### Goal of the exercise
Print the section of the passage on HAI-2/SPINT2 in gastric cancer, starting with "From a functional" and going on through "nude mice xenografts.", word for word.

### Study text
We extended our HAI-2/SPINT2 CpG island hypermethylation analysis to 40 patients with primary gastric cancer by use of MSP. We observed that HAI-2/SPINT2 CpG island hypermethylation was a common event in gastric cancer tissues (30 of 40, 75%), whereas no methylation was detected in adjacent nontumor tissues. Moreover, the degree of methylation correlated inversely with HAI-2/SPINT2 expression. It has recently been shown that HAI-2/SPINT2 mRNA is downregulated or undetectable in several human cancers and cancer cell lines. For example, HAI-2/SPINT2 mRNA was abundantly expressed in normal kidney but was down-regulated in advanced stage renal cell carcinoma.26 Although the expression of HAI mRNA was conserved in colorectal cancers, the levels of expression were decreased in the adenocarcinoma tissues compared with the normal counterparts. There was a tendency toward an inverse correlation, albeit not well defined, between the amounts of HAI mRNA and the tumor progression. Immunohistochemical study indicated that HAI protein is present predominantly on the surface of epithelial cells of the colon and the immunoreactivity was decreased in the adenocarcinoma cells.6 Similarly, we found that HAI-2/SPINT2 mRNA was downregulated in gastric cancer tissues compared with normal tissue, which was kept in line with its role of tumor suppressor gene. Although promoter hypermethylation of HAI-2/SPINT2 is significantly linked to cell differentiation and metastasis, there was no significant correlation with the other parameters, such as gender, tumor size and H. pylori infection.

From a functional standpoint, we next wanted to examine whether epigenetic inactivation of HAI-2/SPINT2 inhibited growth suppression in gastric cancer cells. We established MKN45 cells stably overexpressing HAI-2/SPINT2. MKN45/SPINT2 cells underwent induced apoptosis when compared with the control cells. We further observed that reintroduction of HAI-2/SPINT2 reduced the anchorage-independent growth ability of MKN45 in vitro. All mice injected with MKN45/SPINT2 cells remained tumor free for an additional 1 month, whereas mice received injection of control vector-transfected cells developed palpable tumors within 1 month, suggesting that HAI-2/SPINT2 reexpression could have reduced tumorigenicity in nude mice xenografts.

### Dataset entries
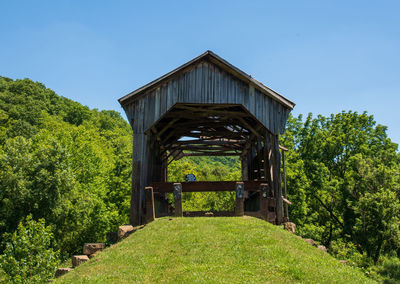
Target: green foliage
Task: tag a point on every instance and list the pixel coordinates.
(63, 162)
(206, 169)
(389, 270)
(213, 250)
(28, 256)
(343, 180)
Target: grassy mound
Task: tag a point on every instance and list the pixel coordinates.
(217, 250)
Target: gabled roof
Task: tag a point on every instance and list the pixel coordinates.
(225, 65)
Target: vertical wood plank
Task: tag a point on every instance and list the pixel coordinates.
(150, 213)
(239, 203)
(178, 199)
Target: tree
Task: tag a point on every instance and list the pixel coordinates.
(28, 257)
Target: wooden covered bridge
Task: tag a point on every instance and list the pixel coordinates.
(207, 107)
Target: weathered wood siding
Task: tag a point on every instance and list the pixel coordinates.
(205, 83)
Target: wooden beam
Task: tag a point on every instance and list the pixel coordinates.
(206, 186)
(210, 154)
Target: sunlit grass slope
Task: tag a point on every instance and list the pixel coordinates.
(213, 250)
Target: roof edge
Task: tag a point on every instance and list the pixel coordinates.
(222, 63)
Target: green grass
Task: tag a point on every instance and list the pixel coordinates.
(213, 250)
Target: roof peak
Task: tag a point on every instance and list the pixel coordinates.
(217, 60)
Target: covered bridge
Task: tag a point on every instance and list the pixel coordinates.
(207, 107)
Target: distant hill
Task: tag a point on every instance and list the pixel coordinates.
(213, 250)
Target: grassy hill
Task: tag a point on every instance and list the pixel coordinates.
(217, 250)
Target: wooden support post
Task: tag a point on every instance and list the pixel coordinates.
(178, 199)
(263, 199)
(150, 213)
(286, 217)
(239, 206)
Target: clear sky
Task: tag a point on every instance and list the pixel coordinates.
(326, 56)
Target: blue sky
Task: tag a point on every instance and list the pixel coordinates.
(326, 56)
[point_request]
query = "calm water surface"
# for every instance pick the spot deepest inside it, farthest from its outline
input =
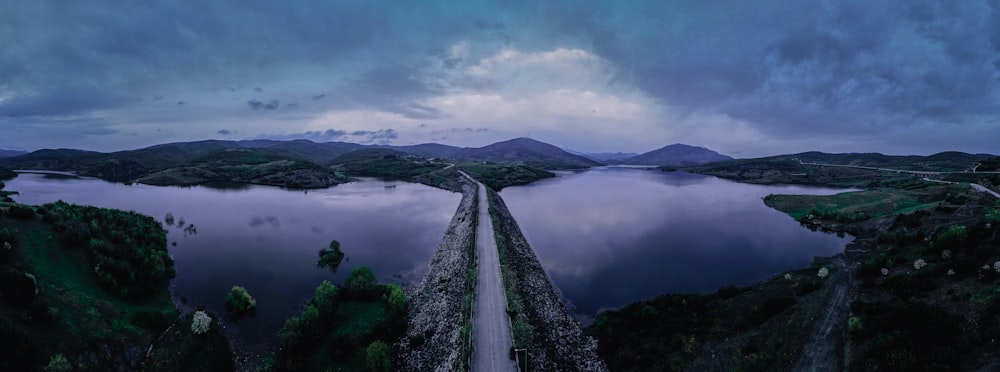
(266, 239)
(611, 236)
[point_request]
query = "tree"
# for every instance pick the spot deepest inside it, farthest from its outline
(379, 357)
(361, 283)
(239, 303)
(200, 323)
(396, 299)
(326, 298)
(331, 257)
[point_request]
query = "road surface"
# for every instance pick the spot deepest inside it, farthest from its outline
(491, 338)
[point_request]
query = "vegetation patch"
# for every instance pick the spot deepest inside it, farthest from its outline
(57, 306)
(862, 205)
(337, 328)
(239, 303)
(331, 257)
(498, 176)
(195, 343)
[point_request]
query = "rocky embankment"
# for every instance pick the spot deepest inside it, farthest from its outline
(558, 341)
(435, 303)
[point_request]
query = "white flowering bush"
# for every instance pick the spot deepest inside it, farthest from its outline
(200, 322)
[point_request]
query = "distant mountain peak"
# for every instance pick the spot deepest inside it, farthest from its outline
(677, 154)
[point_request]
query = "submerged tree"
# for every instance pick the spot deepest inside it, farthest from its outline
(239, 303)
(331, 257)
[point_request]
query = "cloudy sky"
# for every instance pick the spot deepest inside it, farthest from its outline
(746, 78)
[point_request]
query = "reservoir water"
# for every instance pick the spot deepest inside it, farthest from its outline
(606, 236)
(267, 239)
(612, 236)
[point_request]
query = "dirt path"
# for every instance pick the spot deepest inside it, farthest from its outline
(823, 350)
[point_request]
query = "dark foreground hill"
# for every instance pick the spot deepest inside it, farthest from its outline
(131, 165)
(9, 153)
(676, 155)
(528, 152)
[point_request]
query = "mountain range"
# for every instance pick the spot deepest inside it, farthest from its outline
(10, 153)
(676, 155)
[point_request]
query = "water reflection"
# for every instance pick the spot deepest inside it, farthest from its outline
(266, 239)
(612, 236)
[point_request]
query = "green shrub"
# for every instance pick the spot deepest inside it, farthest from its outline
(396, 299)
(361, 283)
(379, 357)
(135, 272)
(21, 212)
(854, 324)
(332, 257)
(952, 238)
(239, 303)
(58, 363)
(325, 298)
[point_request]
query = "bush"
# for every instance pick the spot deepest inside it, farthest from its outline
(136, 272)
(361, 283)
(200, 323)
(379, 357)
(396, 299)
(332, 257)
(239, 303)
(326, 298)
(58, 363)
(854, 324)
(17, 286)
(21, 212)
(953, 238)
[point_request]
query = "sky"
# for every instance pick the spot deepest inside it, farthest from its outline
(745, 78)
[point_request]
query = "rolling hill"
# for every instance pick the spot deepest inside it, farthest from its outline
(528, 152)
(676, 155)
(10, 153)
(242, 165)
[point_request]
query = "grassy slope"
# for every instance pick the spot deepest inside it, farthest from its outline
(909, 319)
(68, 283)
(498, 176)
(87, 321)
(357, 320)
(881, 202)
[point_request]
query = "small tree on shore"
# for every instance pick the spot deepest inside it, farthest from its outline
(331, 257)
(239, 303)
(379, 357)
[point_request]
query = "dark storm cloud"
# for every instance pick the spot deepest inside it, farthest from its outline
(787, 69)
(803, 67)
(70, 100)
(394, 89)
(260, 105)
(315, 136)
(381, 136)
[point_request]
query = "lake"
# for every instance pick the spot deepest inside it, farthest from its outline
(611, 236)
(267, 239)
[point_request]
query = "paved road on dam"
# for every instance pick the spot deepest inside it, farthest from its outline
(491, 337)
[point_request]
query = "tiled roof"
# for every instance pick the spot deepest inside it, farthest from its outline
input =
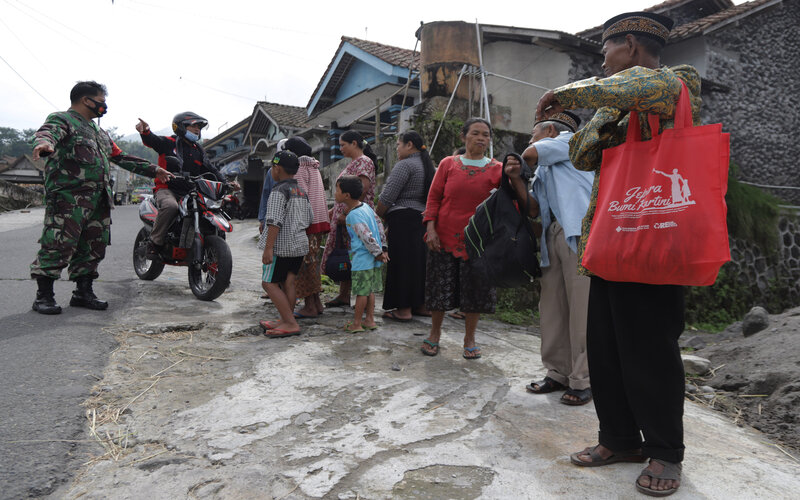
(284, 114)
(390, 54)
(694, 28)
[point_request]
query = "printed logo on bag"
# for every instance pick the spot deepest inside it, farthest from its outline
(652, 200)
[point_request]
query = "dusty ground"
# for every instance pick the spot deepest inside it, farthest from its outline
(758, 377)
(195, 404)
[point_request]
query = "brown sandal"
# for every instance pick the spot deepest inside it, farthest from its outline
(615, 457)
(671, 471)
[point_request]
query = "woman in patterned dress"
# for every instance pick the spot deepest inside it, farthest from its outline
(461, 183)
(352, 145)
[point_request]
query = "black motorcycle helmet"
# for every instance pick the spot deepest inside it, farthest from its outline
(183, 120)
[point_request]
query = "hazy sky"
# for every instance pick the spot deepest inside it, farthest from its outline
(217, 58)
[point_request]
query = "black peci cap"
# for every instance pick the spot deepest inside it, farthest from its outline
(647, 24)
(287, 160)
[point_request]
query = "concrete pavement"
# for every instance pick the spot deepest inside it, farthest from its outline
(200, 407)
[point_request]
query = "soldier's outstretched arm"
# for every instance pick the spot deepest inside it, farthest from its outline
(49, 134)
(137, 165)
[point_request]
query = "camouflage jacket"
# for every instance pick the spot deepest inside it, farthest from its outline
(82, 151)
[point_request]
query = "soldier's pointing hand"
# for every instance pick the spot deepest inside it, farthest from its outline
(142, 127)
(163, 175)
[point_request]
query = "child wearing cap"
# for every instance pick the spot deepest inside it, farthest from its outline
(284, 242)
(366, 251)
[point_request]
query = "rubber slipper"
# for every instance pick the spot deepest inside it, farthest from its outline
(545, 386)
(472, 352)
(393, 316)
(278, 333)
(434, 347)
(337, 303)
(583, 395)
(671, 471)
(267, 325)
(349, 329)
(634, 456)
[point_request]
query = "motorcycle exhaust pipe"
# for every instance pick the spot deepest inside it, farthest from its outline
(197, 248)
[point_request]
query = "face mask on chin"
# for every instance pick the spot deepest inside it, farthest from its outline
(99, 109)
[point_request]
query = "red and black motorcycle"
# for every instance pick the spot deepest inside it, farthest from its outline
(196, 238)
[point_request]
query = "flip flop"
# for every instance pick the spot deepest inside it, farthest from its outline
(474, 352)
(671, 471)
(337, 303)
(348, 328)
(615, 457)
(457, 315)
(583, 395)
(276, 333)
(434, 346)
(393, 316)
(545, 386)
(267, 325)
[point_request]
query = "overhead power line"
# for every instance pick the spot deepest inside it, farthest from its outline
(28, 84)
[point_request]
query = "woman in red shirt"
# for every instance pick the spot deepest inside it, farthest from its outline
(461, 183)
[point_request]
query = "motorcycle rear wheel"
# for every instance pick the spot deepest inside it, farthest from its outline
(145, 269)
(214, 275)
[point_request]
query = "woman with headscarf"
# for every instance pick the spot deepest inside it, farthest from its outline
(352, 145)
(401, 204)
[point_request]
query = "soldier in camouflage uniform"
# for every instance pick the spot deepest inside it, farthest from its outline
(78, 196)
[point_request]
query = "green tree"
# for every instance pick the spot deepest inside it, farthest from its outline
(14, 142)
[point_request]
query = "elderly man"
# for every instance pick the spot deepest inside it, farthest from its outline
(633, 328)
(77, 222)
(562, 193)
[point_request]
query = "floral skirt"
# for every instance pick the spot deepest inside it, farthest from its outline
(308, 280)
(452, 283)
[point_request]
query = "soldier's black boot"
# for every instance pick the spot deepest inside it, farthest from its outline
(84, 296)
(45, 302)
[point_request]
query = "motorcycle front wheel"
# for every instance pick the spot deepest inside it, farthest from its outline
(145, 269)
(214, 274)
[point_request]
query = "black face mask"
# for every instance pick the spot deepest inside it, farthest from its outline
(100, 108)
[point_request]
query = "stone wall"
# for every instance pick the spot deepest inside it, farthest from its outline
(19, 196)
(756, 64)
(585, 66)
(780, 271)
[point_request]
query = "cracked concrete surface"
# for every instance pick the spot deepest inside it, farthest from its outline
(204, 407)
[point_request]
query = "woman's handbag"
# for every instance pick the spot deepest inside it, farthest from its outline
(661, 213)
(337, 267)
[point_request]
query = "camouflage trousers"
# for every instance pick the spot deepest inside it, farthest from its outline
(77, 229)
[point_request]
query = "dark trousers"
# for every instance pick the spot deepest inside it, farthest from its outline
(405, 271)
(635, 366)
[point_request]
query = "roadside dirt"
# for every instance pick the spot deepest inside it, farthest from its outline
(757, 378)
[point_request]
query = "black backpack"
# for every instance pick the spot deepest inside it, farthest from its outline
(500, 239)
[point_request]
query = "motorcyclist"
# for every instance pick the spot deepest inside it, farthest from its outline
(191, 158)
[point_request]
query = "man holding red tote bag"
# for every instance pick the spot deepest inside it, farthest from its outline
(633, 326)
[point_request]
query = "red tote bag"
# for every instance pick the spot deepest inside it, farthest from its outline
(661, 213)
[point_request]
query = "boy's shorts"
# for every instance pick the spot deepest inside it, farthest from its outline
(367, 281)
(280, 269)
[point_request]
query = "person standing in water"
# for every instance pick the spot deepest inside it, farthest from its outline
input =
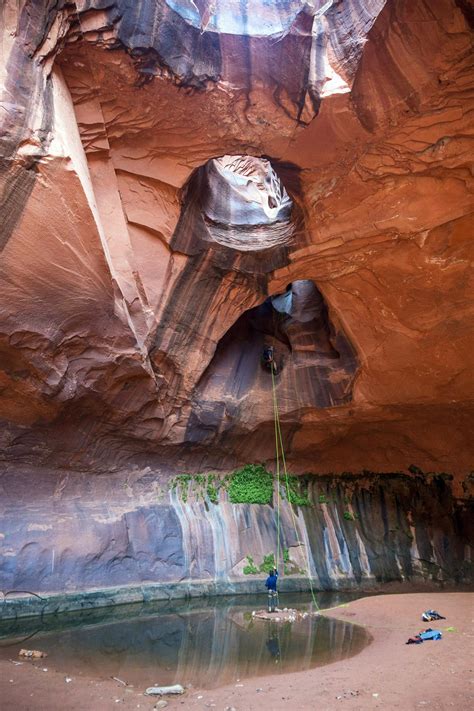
(271, 585)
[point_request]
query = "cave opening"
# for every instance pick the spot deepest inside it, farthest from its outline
(315, 361)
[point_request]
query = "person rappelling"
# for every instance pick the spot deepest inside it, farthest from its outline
(268, 358)
(271, 585)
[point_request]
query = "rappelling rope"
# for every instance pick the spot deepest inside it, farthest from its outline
(279, 449)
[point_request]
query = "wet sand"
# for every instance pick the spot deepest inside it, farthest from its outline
(386, 675)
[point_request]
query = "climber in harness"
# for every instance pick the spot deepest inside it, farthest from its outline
(268, 358)
(271, 585)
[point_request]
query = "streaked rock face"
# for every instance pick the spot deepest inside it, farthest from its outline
(183, 184)
(80, 532)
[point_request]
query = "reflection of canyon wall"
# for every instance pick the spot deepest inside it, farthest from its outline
(203, 647)
(118, 307)
(77, 532)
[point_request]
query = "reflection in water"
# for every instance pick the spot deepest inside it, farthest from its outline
(273, 641)
(199, 645)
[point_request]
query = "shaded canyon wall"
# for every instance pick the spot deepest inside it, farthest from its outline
(77, 533)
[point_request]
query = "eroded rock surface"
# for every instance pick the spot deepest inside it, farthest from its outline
(183, 185)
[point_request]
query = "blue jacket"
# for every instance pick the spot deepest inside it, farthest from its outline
(271, 582)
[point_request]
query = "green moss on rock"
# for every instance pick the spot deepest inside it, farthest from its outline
(252, 484)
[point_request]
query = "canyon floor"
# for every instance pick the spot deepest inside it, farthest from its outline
(385, 675)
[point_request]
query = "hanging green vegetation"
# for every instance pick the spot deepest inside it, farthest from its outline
(212, 490)
(268, 563)
(252, 484)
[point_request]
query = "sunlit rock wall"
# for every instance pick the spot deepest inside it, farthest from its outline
(122, 284)
(139, 286)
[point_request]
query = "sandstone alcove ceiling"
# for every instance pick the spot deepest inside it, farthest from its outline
(316, 363)
(238, 202)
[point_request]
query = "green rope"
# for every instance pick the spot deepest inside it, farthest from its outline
(280, 449)
(275, 413)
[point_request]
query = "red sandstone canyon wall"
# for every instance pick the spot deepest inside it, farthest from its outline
(136, 289)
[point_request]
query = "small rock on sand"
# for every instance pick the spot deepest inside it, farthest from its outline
(32, 653)
(163, 690)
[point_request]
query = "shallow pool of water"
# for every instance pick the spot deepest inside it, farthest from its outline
(205, 644)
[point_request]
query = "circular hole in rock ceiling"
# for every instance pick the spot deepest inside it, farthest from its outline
(237, 201)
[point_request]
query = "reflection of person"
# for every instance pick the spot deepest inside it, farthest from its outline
(268, 358)
(271, 585)
(273, 644)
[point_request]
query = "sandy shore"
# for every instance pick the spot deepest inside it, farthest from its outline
(386, 675)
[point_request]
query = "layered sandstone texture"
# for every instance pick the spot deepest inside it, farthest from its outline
(74, 532)
(186, 183)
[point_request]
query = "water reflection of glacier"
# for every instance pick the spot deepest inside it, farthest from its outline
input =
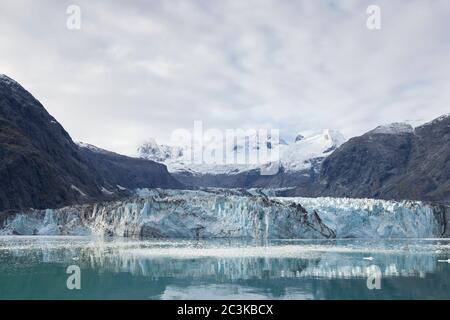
(231, 261)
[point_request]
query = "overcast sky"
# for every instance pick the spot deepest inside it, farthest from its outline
(141, 69)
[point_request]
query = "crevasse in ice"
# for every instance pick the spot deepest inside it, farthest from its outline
(233, 214)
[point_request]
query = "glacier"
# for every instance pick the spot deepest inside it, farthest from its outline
(219, 213)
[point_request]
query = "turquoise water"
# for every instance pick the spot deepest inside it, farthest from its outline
(35, 268)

### Output
From a functional standpoint, we next wanted to examine whether epigenetic inactivation of HAI-2/SPINT2 inhibited growth suppression in gastric cancer cells. We established MKN45 cells stably overexpressing HAI-2/SPINT2. MKN45/SPINT2 cells underwent induced apoptosis when compared with the control cells. We further observed that reintroduction of HAI-2/SPINT2 reduced the anchorage-independent growth ability of MKN45 in vitro. All mice injected with MKN45/SPINT2 cells remained tumor free for an additional 1 month, whereas mice received injection of control vector-transfected cells developed palpable tumors within 1 month, suggesting that HAI-2/SPINT2 reexpression could have reduced tumorigenicity in nude mice xenografts.